# [Point annotation dataset listing]
┄┄┄┄┄┄

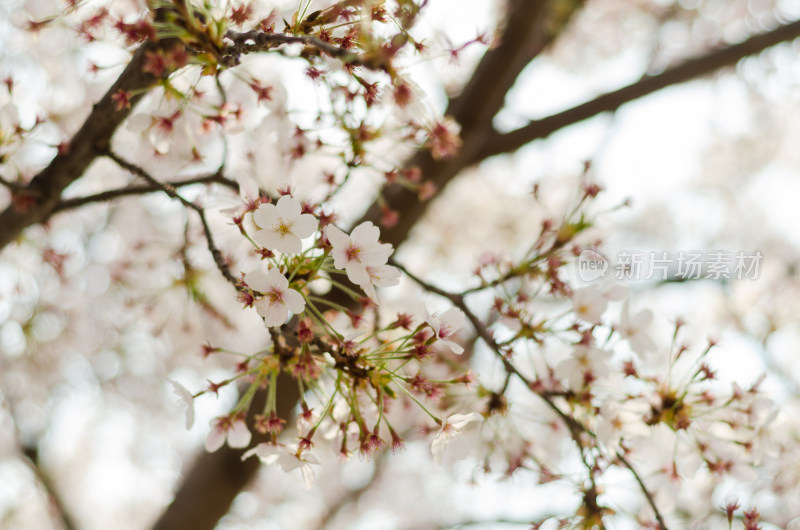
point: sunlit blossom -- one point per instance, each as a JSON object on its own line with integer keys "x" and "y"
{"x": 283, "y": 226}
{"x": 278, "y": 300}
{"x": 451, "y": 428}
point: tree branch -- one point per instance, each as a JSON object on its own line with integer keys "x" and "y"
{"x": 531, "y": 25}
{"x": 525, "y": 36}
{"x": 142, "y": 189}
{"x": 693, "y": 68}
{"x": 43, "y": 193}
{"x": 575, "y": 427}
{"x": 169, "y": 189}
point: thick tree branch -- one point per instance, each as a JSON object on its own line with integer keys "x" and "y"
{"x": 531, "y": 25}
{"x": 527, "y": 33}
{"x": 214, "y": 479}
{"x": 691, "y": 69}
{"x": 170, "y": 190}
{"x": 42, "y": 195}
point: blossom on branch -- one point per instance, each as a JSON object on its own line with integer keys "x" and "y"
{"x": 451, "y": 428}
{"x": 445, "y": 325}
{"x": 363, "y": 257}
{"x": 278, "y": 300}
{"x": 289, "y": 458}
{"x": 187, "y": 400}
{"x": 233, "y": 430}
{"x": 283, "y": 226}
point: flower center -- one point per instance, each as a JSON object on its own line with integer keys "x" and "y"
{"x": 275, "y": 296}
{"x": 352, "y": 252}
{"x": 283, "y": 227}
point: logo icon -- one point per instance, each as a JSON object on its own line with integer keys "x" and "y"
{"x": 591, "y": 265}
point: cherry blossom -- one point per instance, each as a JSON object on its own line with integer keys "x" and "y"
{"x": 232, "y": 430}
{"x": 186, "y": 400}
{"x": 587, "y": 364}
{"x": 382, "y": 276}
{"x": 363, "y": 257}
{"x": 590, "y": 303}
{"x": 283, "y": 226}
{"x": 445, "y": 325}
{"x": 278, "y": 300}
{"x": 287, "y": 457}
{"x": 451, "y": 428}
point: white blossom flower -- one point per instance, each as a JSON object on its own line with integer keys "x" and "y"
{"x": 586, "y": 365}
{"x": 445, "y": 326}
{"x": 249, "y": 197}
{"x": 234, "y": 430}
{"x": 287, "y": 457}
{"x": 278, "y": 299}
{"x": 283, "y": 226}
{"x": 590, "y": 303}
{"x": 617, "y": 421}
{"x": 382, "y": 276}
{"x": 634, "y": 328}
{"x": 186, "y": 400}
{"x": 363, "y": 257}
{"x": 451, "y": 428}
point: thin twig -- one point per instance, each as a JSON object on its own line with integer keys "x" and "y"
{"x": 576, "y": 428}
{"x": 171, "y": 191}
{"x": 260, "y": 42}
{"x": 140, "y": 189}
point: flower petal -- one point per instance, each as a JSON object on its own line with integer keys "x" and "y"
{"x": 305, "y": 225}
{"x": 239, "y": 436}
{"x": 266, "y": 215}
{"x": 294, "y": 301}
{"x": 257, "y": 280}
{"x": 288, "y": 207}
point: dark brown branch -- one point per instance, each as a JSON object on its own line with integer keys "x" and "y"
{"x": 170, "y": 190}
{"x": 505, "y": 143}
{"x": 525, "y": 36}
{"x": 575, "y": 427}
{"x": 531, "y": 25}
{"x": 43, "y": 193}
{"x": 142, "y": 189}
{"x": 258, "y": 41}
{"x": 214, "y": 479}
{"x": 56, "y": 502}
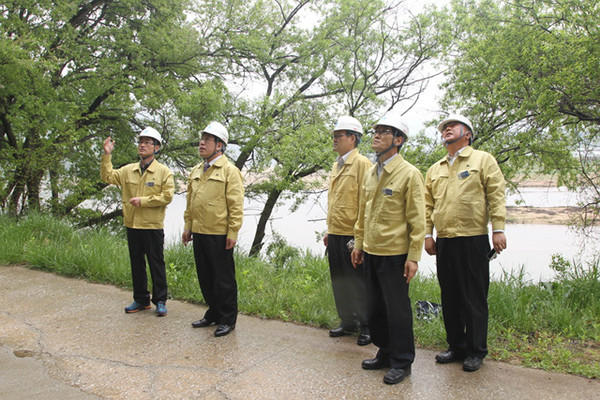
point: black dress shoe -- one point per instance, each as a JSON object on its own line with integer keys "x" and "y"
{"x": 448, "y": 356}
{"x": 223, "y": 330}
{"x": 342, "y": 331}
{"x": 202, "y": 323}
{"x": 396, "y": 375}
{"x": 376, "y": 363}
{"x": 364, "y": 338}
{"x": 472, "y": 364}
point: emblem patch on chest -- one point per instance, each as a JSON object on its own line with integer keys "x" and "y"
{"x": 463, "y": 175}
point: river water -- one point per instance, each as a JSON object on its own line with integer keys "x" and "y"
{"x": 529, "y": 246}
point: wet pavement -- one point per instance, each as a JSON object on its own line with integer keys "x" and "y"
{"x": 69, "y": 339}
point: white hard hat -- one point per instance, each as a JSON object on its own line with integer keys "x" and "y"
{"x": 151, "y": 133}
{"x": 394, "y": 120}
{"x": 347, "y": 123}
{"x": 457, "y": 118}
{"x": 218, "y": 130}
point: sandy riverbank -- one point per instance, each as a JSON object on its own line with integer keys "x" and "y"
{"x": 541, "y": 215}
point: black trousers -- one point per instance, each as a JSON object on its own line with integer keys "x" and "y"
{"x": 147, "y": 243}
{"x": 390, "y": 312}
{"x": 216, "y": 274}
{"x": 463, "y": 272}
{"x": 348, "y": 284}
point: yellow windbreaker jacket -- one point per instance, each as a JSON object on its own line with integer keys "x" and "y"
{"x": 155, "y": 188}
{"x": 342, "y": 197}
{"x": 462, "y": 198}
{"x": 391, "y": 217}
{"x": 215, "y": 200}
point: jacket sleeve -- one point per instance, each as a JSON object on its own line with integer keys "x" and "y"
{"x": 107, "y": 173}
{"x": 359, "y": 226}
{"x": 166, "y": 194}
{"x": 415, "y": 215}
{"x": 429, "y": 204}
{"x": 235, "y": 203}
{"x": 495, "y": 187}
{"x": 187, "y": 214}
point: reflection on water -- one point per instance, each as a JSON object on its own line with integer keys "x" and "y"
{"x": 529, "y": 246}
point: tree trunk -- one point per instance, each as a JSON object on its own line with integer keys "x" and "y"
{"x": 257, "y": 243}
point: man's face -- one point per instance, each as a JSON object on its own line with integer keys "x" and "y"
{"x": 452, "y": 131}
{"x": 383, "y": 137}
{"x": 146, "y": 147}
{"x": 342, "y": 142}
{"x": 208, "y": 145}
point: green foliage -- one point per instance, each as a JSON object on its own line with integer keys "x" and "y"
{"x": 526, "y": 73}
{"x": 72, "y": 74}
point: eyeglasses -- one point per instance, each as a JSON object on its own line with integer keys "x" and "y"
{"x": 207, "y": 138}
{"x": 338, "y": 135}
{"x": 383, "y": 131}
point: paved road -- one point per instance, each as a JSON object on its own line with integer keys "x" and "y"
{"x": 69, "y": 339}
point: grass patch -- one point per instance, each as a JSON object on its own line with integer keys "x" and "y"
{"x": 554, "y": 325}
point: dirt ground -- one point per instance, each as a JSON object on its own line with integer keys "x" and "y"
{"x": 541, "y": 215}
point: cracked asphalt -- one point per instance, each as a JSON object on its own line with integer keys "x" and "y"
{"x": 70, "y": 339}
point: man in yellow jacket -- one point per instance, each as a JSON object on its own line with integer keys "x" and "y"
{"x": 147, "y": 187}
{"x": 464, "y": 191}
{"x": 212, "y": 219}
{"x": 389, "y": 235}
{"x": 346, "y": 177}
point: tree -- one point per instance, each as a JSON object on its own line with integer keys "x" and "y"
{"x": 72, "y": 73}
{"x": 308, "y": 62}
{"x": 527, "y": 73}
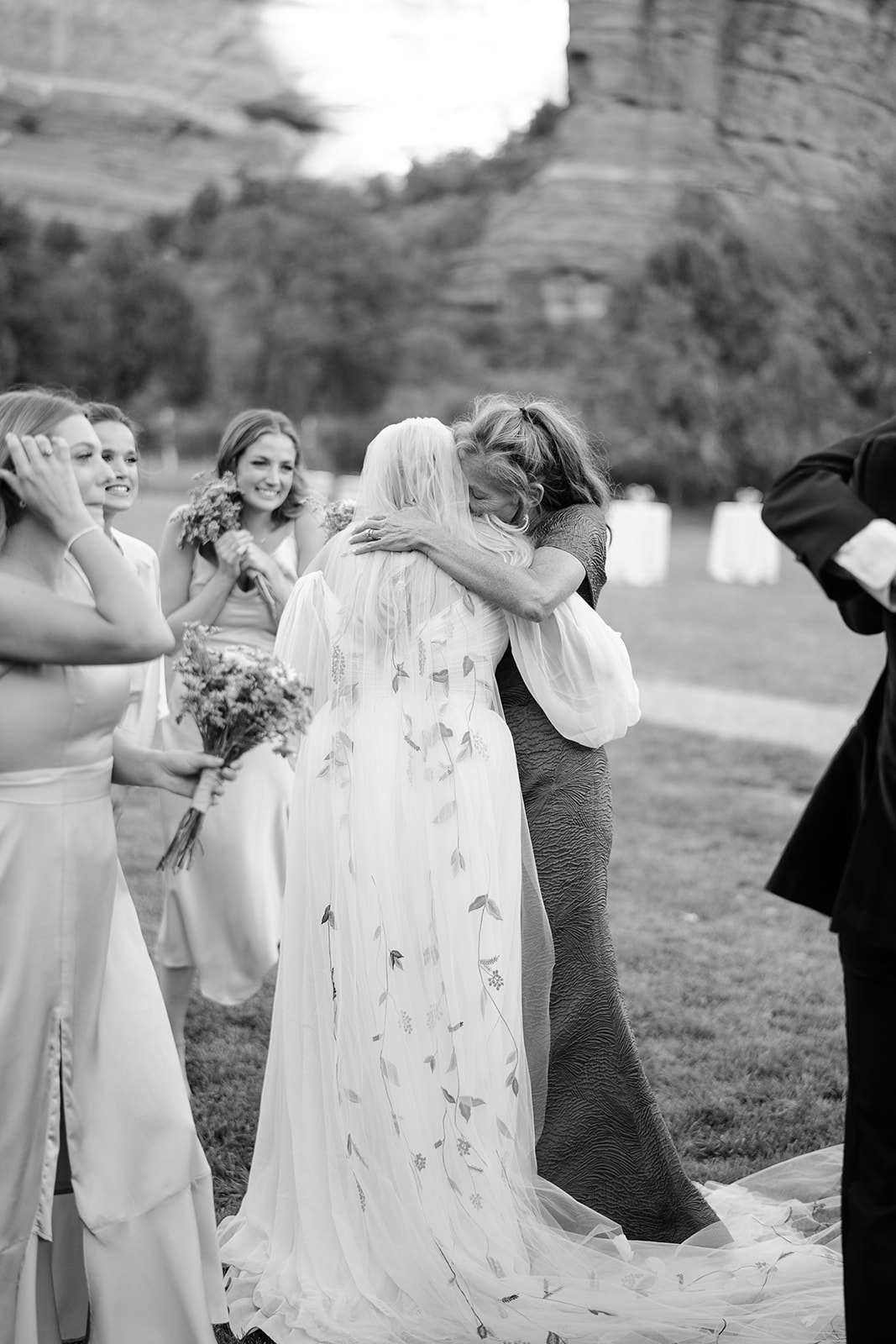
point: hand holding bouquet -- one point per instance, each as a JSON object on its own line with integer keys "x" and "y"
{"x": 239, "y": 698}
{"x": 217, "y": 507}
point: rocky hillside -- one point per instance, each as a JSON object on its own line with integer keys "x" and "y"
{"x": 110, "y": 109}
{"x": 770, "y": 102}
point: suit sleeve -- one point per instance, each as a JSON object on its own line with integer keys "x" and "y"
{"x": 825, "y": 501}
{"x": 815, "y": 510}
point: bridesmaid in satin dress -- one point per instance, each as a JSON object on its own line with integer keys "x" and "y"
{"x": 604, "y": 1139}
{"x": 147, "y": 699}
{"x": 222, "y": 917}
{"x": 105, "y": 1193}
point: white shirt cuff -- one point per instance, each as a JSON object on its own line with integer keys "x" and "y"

┄┄┄┄┄┄

# [Your goal]
Convert every line of the listing above into a JSON list of strings, one string per line, and skip any blank lines. Leave out the picture lines.

# [Output]
[
  "point: sunlit blossom -- one point per instance, each as a JSON object on its own line with integer keys \"x\" and \"y\"",
  "{\"x\": 283, \"y\": 226}",
  "{\"x\": 278, \"y\": 300}",
  "{\"x\": 451, \"y\": 428}",
  "point: tree branch -- one point per instance, each as a JSON object on its own line with integer keys \"x\" and \"y\"",
  "{\"x\": 531, \"y\": 25}",
  "{\"x\": 525, \"y\": 36}",
  "{\"x\": 142, \"y\": 189}",
  "{\"x\": 693, \"y\": 68}",
  "{\"x\": 43, \"y\": 193}",
  "{\"x\": 575, \"y\": 427}",
  "{\"x\": 169, \"y\": 189}",
  "point: thick tree branch -- one point per instance, each as a JSON object on its own line with integer keys \"x\" and \"y\"",
  "{\"x\": 531, \"y\": 25}",
  "{\"x\": 527, \"y\": 33}",
  "{\"x\": 214, \"y\": 479}",
  "{\"x\": 691, \"y\": 69}",
  "{\"x\": 170, \"y\": 190}",
  "{\"x\": 42, \"y\": 195}",
  "point: blossom on branch -- one point per instance, each as a JSON object on its own line with integer keys \"x\" and \"y\"",
  "{\"x\": 451, \"y\": 428}",
  "{\"x\": 445, \"y\": 325}",
  "{\"x\": 363, \"y\": 257}",
  "{\"x\": 278, \"y\": 300}",
  "{\"x\": 289, \"y\": 458}",
  "{\"x\": 187, \"y\": 400}",
  "{\"x\": 233, \"y\": 430}",
  "{\"x\": 283, \"y\": 226}",
  "point: flower center -- one point per instance, each as a JSON object on its own line with integer keys \"x\" and \"y\"",
  "{\"x\": 275, \"y\": 296}",
  "{\"x\": 352, \"y\": 252}",
  "{\"x\": 283, \"y\": 227}",
  "point: logo icon -- one point per instance, each as a JSON object on its own line with integer keys \"x\" and \"y\"",
  "{\"x\": 591, \"y\": 265}",
  "point: cherry blossom -- one point per instance, each as a JSON object on its own line with integer keys \"x\" and \"y\"",
  "{\"x\": 232, \"y\": 430}",
  "{\"x\": 186, \"y\": 400}",
  "{\"x\": 587, \"y\": 364}",
  "{\"x\": 382, \"y\": 276}",
  "{\"x\": 363, \"y\": 257}",
  "{\"x\": 590, \"y\": 303}",
  "{\"x\": 283, \"y\": 226}",
  "{\"x\": 445, \"y\": 325}",
  "{\"x\": 278, \"y\": 300}",
  "{\"x\": 287, \"y\": 457}",
  "{\"x\": 451, \"y\": 428}",
  "point: white blossom flower -- one point per instance, each as a JSON object on its own line with integer keys \"x\" and \"y\"",
  "{\"x\": 586, \"y\": 365}",
  "{\"x\": 445, \"y\": 326}",
  "{\"x\": 249, \"y\": 197}",
  "{\"x\": 234, \"y\": 430}",
  "{\"x\": 287, \"y\": 457}",
  "{\"x\": 278, \"y\": 299}",
  "{\"x\": 283, \"y\": 226}",
  "{\"x\": 590, \"y\": 303}",
  "{\"x\": 617, \"y\": 421}",
  "{\"x\": 382, \"y\": 276}",
  "{\"x\": 634, \"y\": 328}",
  "{\"x\": 186, \"y\": 400}",
  "{\"x\": 363, \"y\": 257}",
  "{\"x\": 451, \"y\": 428}",
  "point: thin twig -- one point per instance, each as a JSON object on its own line with integer keys \"x\" and \"y\"",
  "{\"x\": 576, \"y\": 428}",
  "{\"x\": 171, \"y\": 191}",
  "{\"x\": 260, \"y\": 42}",
  "{\"x\": 140, \"y\": 189}",
  "point: flower petal -- one point per instance, each as a JSON object on its own line with integer keys \"x\" and \"y\"",
  "{\"x\": 305, \"y\": 225}",
  "{\"x\": 239, \"y\": 436}",
  "{\"x\": 266, \"y\": 215}",
  "{\"x\": 294, \"y\": 301}",
  "{\"x\": 257, \"y\": 280}",
  "{\"x\": 288, \"y\": 207}",
  "point: dark brown branch -- one point per instance, each as a JSON object on its own line with integer keys \"x\" and \"y\"",
  "{\"x\": 170, \"y\": 190}",
  "{\"x\": 505, \"y\": 143}",
  "{\"x\": 525, \"y\": 36}",
  "{\"x\": 575, \"y\": 427}",
  "{\"x\": 531, \"y\": 25}",
  "{\"x\": 43, \"y\": 193}",
  "{\"x\": 142, \"y\": 189}",
  "{\"x\": 258, \"y\": 41}",
  "{\"x\": 214, \"y\": 479}",
  "{\"x\": 56, \"y\": 502}",
  "point: black dress shoe -- one point per instance, each as a JSON object on its own line with integer keys \"x\" and \"y\"",
  "{\"x\": 448, \"y\": 356}",
  "{\"x\": 223, \"y\": 330}",
  "{\"x\": 342, \"y\": 331}",
  "{\"x\": 202, \"y\": 323}",
  "{\"x\": 396, \"y\": 375}",
  "{\"x\": 376, \"y\": 363}",
  "{\"x\": 364, \"y\": 338}",
  "{\"x\": 472, \"y\": 364}",
  "point: emblem patch on chest -- one point per instance, each as a JSON object on its own line with integer keys \"x\" and \"y\"",
  "{\"x\": 463, \"y\": 175}",
  "point: river water -- one point per instance, each as a JSON object on its own line with integer keys \"x\" and \"y\"",
  "{\"x\": 529, \"y\": 246}",
  "point: wet pavement -- one point per instance, each as a JSON object on its own line with integer keys \"x\" and \"y\"",
  "{\"x\": 69, \"y\": 339}",
  "point: white hard hat -- one point per instance, each as a JSON object on its own line with integer keys \"x\" and \"y\"",
  "{\"x\": 151, \"y\": 133}",
  "{\"x\": 394, \"y\": 120}",
  "{\"x\": 347, \"y\": 123}",
  "{\"x\": 457, \"y\": 118}",
  "{\"x\": 218, \"y\": 130}",
  "point: sandy riverbank -- one point per instance, each as a JSON object on its own line with integer keys \"x\" and \"y\"",
  "{\"x\": 541, \"y\": 215}",
  "point: black trousers -- one point per instance, each as a JSON object on its own line with integer keys \"x\" and \"y\"",
  "{\"x\": 147, \"y\": 243}",
  "{\"x\": 390, \"y\": 312}",
  "{\"x\": 216, \"y\": 274}",
  "{\"x\": 463, \"y\": 272}",
  "{\"x\": 348, \"y\": 284}",
  "point: yellow windbreaker jacket -- one point per instance, each as a JSON object on its own line with integer keys \"x\" and \"y\"",
  "{\"x\": 155, \"y\": 188}",
  "{\"x\": 342, \"y\": 197}",
  "{\"x\": 462, \"y\": 198}",
  "{\"x\": 391, \"y\": 217}",
  "{\"x\": 215, \"y\": 200}",
  "point: jacket sleeve -- one point per instance, each as a JSON object on its own line with integer keys \"x\" and \"y\"",
  "{\"x\": 107, \"y\": 173}",
  "{\"x\": 359, \"y\": 226}",
  "{\"x\": 166, \"y\": 194}",
  "{\"x\": 415, \"y\": 215}",
  "{\"x\": 429, \"y\": 204}",
  "{\"x\": 235, \"y\": 203}",
  "{\"x\": 495, \"y\": 187}",
  "{\"x\": 187, \"y\": 214}",
  "point: reflection on water -- one point per instance, each as a JSON object on its own line with integer keys \"x\" and \"y\"",
  "{\"x\": 529, \"y\": 246}",
  "point: tree trunk -- one point per instance, each as a JSON object on its own line with integer keys \"x\" and \"y\"",
  "{\"x\": 257, \"y\": 243}",
  "point: man's face -- one point per instance, each as a JSON object on its own line with integer keys \"x\" and \"y\"",
  "{\"x\": 452, \"y\": 131}",
  "{\"x\": 383, \"y\": 137}",
  "{\"x\": 146, \"y\": 147}",
  "{\"x\": 342, \"y\": 142}",
  "{\"x\": 208, \"y\": 145}",
  "point: green foliage -- one point per instance, each as a JSON object on its own line with integer keys \"x\" and \"y\"",
  "{\"x\": 526, \"y\": 73}",
  "{\"x\": 72, \"y\": 74}",
  "point: eyeglasses -- one point per instance, each as a JSON object on its own line with integer keys \"x\" and \"y\"",
  "{\"x\": 207, \"y\": 138}",
  "{\"x\": 338, \"y\": 135}",
  "{\"x\": 383, \"y\": 131}",
  "point: paved road -- one point per instance, each as a JSON object on its own line with integer keys \"x\" and \"y\"",
  "{\"x\": 69, \"y\": 339}",
  "point: grass patch -- one point per instance, each as a JSON object on its own line with integer keys \"x\" and \"y\"",
  "{\"x\": 554, \"y\": 325}",
  "point: dirt ground -- one point per instance, each as a JSON object on its own line with integer keys \"x\" and \"y\"",
  "{\"x\": 541, \"y\": 215}",
  "point: cracked asphalt -- one point per instance, each as a JSON object on its own line with integer keys \"x\" and \"y\"",
  "{\"x\": 70, \"y\": 339}",
  "point: man in yellow jacket -- one point per instance, each as a JSON object on its own line with integer keys \"x\" and \"y\"",
  "{\"x\": 147, \"y\": 187}",
  "{\"x\": 464, \"y\": 191}",
  "{\"x\": 212, \"y\": 219}",
  "{\"x\": 389, \"y\": 235}",
  "{\"x\": 346, \"y\": 177}",
  "point: tree -- one point per instance, each as a JSON object on its own line with integer keys \"x\" and \"y\"",
  "{\"x\": 72, \"y\": 73}",
  "{\"x\": 308, \"y\": 62}",
  "{\"x\": 527, \"y\": 73}",
  "point: hand holding bouquet -- one point per instance, each as a JSON object on its own line with integer keys \"x\" and \"y\"",
  "{\"x\": 239, \"y\": 698}",
  "{\"x\": 217, \"y\": 507}",
  "point: rocky hillside -- one point per instance, each as a JSON object on its own line with integer keys \"x\" and \"y\"",
  "{\"x\": 110, \"y\": 109}",
  "{\"x\": 770, \"y\": 102}",
  "point: suit sleeve -- one point per instance, each as a JSON object on its own line with integer keys \"x\" and \"y\"",
  "{\"x\": 825, \"y\": 501}",
  "{\"x\": 815, \"y\": 510}",
  "point: bridesmaid in satin dress -- one point per instance, each as a JSON object on its own line with integer keys \"x\" and \"y\"",
  "{\"x\": 604, \"y\": 1139}",
  "{\"x\": 147, \"y\": 699}",
  "{\"x\": 222, \"y\": 917}",
  "{\"x\": 105, \"y\": 1193}",
  "point: white shirt cuff -- one point per instance, each as a JSON object on its own line with integer keys \"x\" and \"y\""
]